** DOCUMENT SEGMENT **
*** Begin section ***

- Born: Wang Myeon Goryeo
- Died: 1218 Goryeo
- Spouse: Princess Hwasun

Regnal name
- Marquess Gwangneung (광릉후, 廣陵侯; given by King Sinjong) Duke Gwangneung (광릉공, 廣陵公)
- House: House of Wang
- Father: Wang Yeong, Marquess Gonghwa
- Mother: Princess Seunggyeong

Korean name
- Hangul: 왕면
- Hanja: 王沔
- RR: Wang Myeon
- MR: Wang Myŏn

Royal title
- Hangul: 광릉공, 광릉후
- Hanja: 廣陵公, 廣陵侯
- RR: Gwangneunggong, Gwangneunghu
- MR: Kwangnŭnggong, Kwangnŭnghu

= Duke Gwangneung =

Goryeo nobleman (died 1218)

Duke Gwangneung (died 1218 (Note: In the Korean calendar (lunisolar), he died on 14th day of the 5th month of 1218.)), also known as Marquess Gwangneung and personal name Wang Myeon, was a Goryeo royal family member as the great-great-grandson of King Munjong and the maternal first cousin of Huijong and Gangjong.

He had an older sister who died in 1185 unmarried and later married his half third cousin once removed, Princess Hwasun who was initially Queen Janggyeong's daughter, which from this marriage, Janggyeong became both of aunt and mother-in-law to him. Then, his uncle gave Myeon a Royal title of Marquess Gwangneung and later changed into Duke Gwangneung.

*** End section ***

** TASKS FOR THIS EXERCISE **
• 1. From the Duke Gwangneung article, echo the passage from "Goryeo nobleman (died" up to and including "into Duke Gwangneung.".
• 2. Decide whether each statement agrees with the Duke Gwangneung article, answering yes or no and quoting the words of the article that settle it.
(a) Wang Myeon's father was Wang Yeong, Marquess Gonghwa.
(b) The title Marquess Gwangneung was given by King Huijong.
(c) Princess Hwasun was initially Queen Janggyeong's daughter.
• 3. According to the Duke Gwangneung article, how did Queen Janggyeong come to be his mother-in-law as well as his aunt? Answer in one to three sentences.

** GIVEN INFORMATION **
*** Begin section ***

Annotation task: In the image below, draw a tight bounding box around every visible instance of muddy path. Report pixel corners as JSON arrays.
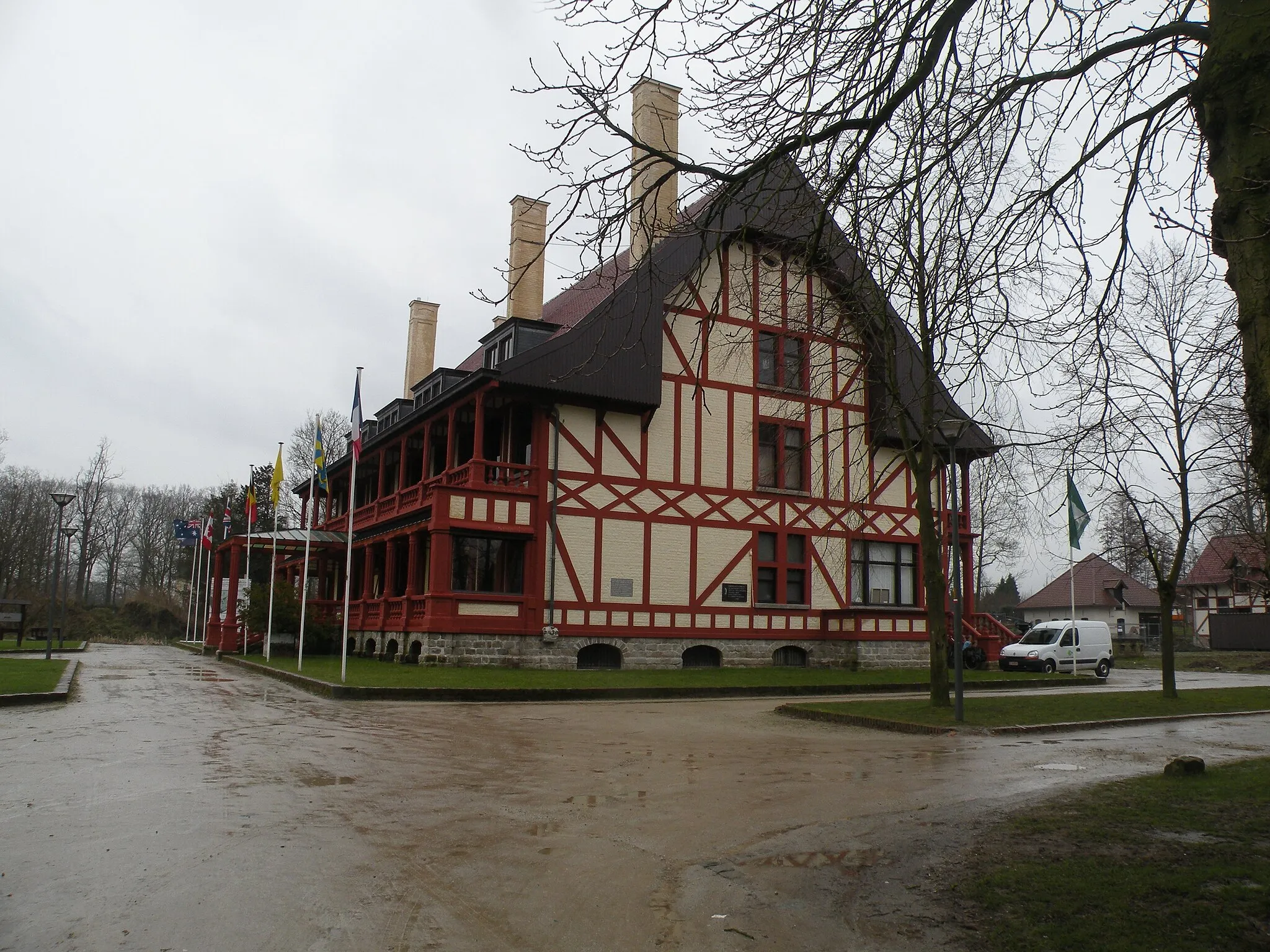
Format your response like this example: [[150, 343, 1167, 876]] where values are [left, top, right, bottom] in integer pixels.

*** End section ***

** EXERCISE SOLUTIONS **
• 1.
Goryeo nobleman (died 1218)

Duke Gwangneung (died 1218 (Note: In the Korean calendar (lunisolar), he died on 14th day of the 5th month of 1218.)), also known as Marquess Gwangneung and personal name Wang Myeon, was a Goryeo royal family member as the great-great-grandson of King Munjong and the maternal first cousin of Huijong and Gangjong.

He had an older sister who died in 1185 unmarried and later married his half third cousin once removed, Princess Hwasun who was initially Queen Janggyeong's daughter, which from this marriage, Janggyeong became both of aunt and mother-in-law to him. Then, his uncle gave Myeon a Royal title of Marquess Gwangneung and later changed into Duke Gwangneung.

• 2.
(a) Yes: "Father: Wang Yeong, Marquess Gonghwa"
(b) No: "Marquess Gwangneung (광릉후, 廣陵侯; given by King Sinjong)"
(c) Yes: "Princess Hwasun who was initially Queen Janggyeong's daughter"

• 3. He married Princess Hwasun, who was initially Queen Janggyeong's daughter. Through that marriage, Janggyeong became both his aunt and his mother-in-law.